* GIVEN PROBLEM 1
Translate this sentence from the Vee Arnis Jitsu thread into Spanish: "It looks as though he keeps his techniques simple, direct and pretty easy to learn."
* GIVEN PROBLEM 2
Condense the paragraph of the Vee Arnis Jitsu thread that begins "Not all people react in the same way" into a short bulleted list that keeps its main points.

* TEXT BLOCK
==============================
# Vee Arnis Jitsu Clips



## MJS (Jan 25, 2010)

Came across these 2 clips. Thought they were pretty good. A few things that caught my eye about them:

1) Prof. James puts the hurt on! Clearly states this on the clip descriptions, but IMO, I think its good as it shows that the stuff works, and it gives the students a feel for the tech.

2) Clip 1. I like this clip, because it disspells the notion that some people have, who think that the bad guy is just going to stand there, and also, that many strikes that we think we can pull off (in this case, the groin shot) go right out the window, due to the movement, body position, etc.

3) Clip 2. I think that alot of times, people discredit the effectiveness of joint locks. However, I feel, much like it was said in this clip, that when you're putting on a lock, you 'soften' up the guy, for lack of better words, prior to putting it on. One of the main things that really caught my attention in this clip, was towards the end, around the 3:58 mark. Well, I won't spoil it, but IMO, I think it applies to many threads that we've seen on here, when the topic of complying, being too aggressive, etc. come up. Frankly, I think Prof. James hit the nail on the head.

Thoughts?


----------



## Nolerama (Jan 25, 2010)

I like the SD-minded tech! Definitely puts the hurt on. However, he seems pretty hardcore and a little too intense for me. But then again, some people like that sort of thing. Just not a fan.

In the second vid, I don't like how his assistant is just standing there (especially compared to the more live first vid) and only reacting as if he did get hit.

Not all people react in the same way when it comes to strikes. A meth/ketamine fiend will react differently compared to your average mugger on marijuana and alcohol. And if he is going to react as if he's actually getting hit, he should also react as if he has some knowledge that strikes are coming his way.


----------



## K831 (Jan 25, 2010)

What I like most is his INTENT. I don't care who you are, your rank or style, if the intent and mindset isn't there, you'll likely lose. 

You would have to not take things too personally in his class. He is definitely an in your face, drill sgt type of instructor. 

It looks as though he keeps his techniques simple, direct and pretty easy to learn. Krav Maga ish in that respect. Immediate reaction followed by a flurry of basic one-two punches.
==============================
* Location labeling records
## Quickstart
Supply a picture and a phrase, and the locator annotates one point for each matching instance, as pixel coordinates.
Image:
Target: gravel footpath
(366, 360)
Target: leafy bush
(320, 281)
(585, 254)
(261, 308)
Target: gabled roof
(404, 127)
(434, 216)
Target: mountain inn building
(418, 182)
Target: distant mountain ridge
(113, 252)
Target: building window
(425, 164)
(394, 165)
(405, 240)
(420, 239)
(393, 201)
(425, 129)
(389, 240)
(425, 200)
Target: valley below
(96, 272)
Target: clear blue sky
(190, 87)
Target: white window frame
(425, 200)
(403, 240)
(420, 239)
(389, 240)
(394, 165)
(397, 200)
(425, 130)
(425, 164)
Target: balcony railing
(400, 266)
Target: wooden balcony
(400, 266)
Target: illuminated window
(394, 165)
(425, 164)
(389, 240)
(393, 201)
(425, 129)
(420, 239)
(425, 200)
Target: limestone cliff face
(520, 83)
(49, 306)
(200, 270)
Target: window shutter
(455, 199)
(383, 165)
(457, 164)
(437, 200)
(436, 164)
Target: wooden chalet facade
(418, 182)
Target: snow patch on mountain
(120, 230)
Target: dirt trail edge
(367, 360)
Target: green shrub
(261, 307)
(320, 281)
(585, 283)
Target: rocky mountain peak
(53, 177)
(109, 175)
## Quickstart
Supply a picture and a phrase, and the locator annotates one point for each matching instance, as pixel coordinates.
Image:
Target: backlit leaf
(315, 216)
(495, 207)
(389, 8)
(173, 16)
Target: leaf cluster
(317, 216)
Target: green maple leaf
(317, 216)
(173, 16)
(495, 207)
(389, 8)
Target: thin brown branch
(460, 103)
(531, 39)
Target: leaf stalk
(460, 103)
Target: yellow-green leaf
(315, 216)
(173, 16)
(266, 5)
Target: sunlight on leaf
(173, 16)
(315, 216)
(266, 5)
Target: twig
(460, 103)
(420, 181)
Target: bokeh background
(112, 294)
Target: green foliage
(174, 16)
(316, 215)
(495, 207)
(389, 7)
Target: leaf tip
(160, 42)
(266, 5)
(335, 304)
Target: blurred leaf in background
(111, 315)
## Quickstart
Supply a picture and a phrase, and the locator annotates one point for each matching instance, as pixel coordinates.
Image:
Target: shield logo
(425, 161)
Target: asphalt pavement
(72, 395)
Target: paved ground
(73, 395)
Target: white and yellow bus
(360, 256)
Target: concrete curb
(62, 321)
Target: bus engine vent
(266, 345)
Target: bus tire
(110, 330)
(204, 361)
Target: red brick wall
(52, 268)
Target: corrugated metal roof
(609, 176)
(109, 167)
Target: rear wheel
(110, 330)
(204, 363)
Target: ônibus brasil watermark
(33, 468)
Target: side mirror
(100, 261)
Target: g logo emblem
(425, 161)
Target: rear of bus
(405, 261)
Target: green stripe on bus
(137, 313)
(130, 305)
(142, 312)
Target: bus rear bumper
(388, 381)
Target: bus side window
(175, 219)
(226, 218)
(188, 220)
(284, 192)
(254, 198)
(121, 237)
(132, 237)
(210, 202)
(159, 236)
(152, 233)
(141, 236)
==============================
* WRITTEN SOLUTION 1
Parece que mantiene sus técnicas simples, directas y bastante fáciles de aprender.

* WRITTEN SOLUTION 2
- People react to strikes in different ways.
- A meth/ketamine fiend reacts differently from an average mugger on marijuana and alcohol.
- If the assistant reacts as though he is really being hit, he should also react as though he knows strikes are coming.